== Tasks for this exercise ==
- A) Reproduce the stretch of the media-sharing passage from "There should be" through "very powerful too.".
- B) Return every line of the records that contains the string "output", matching case exactly.

** begin Text excerpt **

There should be enough metadata connected to each post on spaces such that as soon as someone watches a particular show or movie/listens to a certain song, they can push a button and instantly browse through other user's comments on that same episode/movie/song.
Integration with Windows Live Soapbox and other on-demand content providers would be cool also, with users
able to swap links over IM and have them play in a 10-foot interface.
Song and video swapping should be possible too, with user being able to send a song/video to a mate. Even if it had the Zune 3-in-3 rule, it'd still be good (of course I'm hoping it doesn't or is more lenient, but there's not a lot anyone can do about that crappy RIAA/MPAA). Playlists should be easily sharable as well, and a recommendation service like last.fm for TV, DVDs, music, soapbox videos, and other media content would be very powerful too.

** end Text excerpt **
** begin Dataset extract **

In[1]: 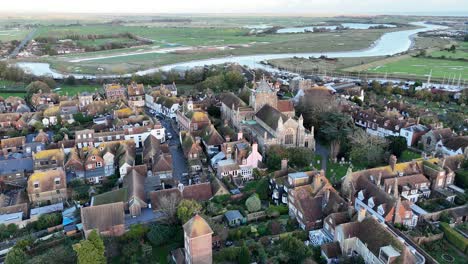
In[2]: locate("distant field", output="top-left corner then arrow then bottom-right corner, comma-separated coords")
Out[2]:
42,29 -> 398,74
0,91 -> 26,99
56,85 -> 101,96
368,58 -> 468,80
0,28 -> 29,41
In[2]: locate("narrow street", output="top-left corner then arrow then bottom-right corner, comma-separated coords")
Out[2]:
315,141 -> 330,171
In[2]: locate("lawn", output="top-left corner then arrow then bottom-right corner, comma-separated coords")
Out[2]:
400,149 -> 421,162
56,85 -> 102,96
422,239 -> 467,264
368,57 -> 468,81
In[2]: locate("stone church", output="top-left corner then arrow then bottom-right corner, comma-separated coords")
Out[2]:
221,79 -> 315,153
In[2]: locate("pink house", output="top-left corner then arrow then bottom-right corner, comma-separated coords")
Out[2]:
245,143 -> 263,168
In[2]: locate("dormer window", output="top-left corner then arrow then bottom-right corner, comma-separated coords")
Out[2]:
358,191 -> 364,201
377,205 -> 385,215
367,197 -> 375,208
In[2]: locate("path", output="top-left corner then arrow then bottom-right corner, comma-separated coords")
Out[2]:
10,29 -> 37,58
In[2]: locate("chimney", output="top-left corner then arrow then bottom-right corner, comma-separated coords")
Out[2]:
358,208 -> 366,222
237,131 -> 244,140
393,178 -> 399,199
377,172 -> 382,187
281,159 -> 288,171
388,155 -> 397,171
252,143 -> 258,153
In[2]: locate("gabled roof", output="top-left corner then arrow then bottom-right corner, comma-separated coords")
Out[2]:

** end Dataset extract **

== Solution list ==
- A)
There should be enough metadata connected to each post on spaces such that as soon as someone watches a particular show or movie/listens to a certain song, they can push a button and instantly browse through other user's comments on that same episode/movie/song.
Integration with Windows Live Soapbox and other on-demand content providers would be cool also, with users
able to swap links over IM and have them play in a 10-foot interface.
Song and video swapping should be possible too, with user being able to send a song/video to a mate. Even if it had the Zune 3-in-3 rule, it'd still be good (of course I'm hoping it doesn't or is more lenient, but there's not a lot anyone can do about that crappy RIAA/MPAA). Playlists should be easily sharable as well, and a recommendation service like last.fm for TV, DVDs, music, soapbox videos, and other media content would be very powerful too.

- B)
In[2]: locate("distant field", output="top-left corner then arrow then bottom-right corner, comma-separated coords")
In[2]: locate("narrow street", output="top-left corner then arrow then bottom-right corner, comma-separated coords")
In[2]: locate("lawn", output="top-left corner then arrow then bottom-right corner, comma-separated coords")
In[2]: locate("stone church", output="top-left corner then arrow then bottom-right corner, comma-separated coords")
In[2]: locate("pink house", output="top-left corner then arrow then bottom-right corner, comma-separated coords")
In[2]: locate("dormer window", output="top-left corner then arrow then bottom-right corner, comma-separated coords")
In[2]: locate("path", output="top-left corner then arrow then bottom-right corner, comma-separated coords")
In[2]: locate("chimney", output="top-left corner then arrow then bottom-right corner, comma-separated coords")
In[2]: locate("gabled roof", output="top-left corner then arrow then bottom-right corner, comma-separated coords")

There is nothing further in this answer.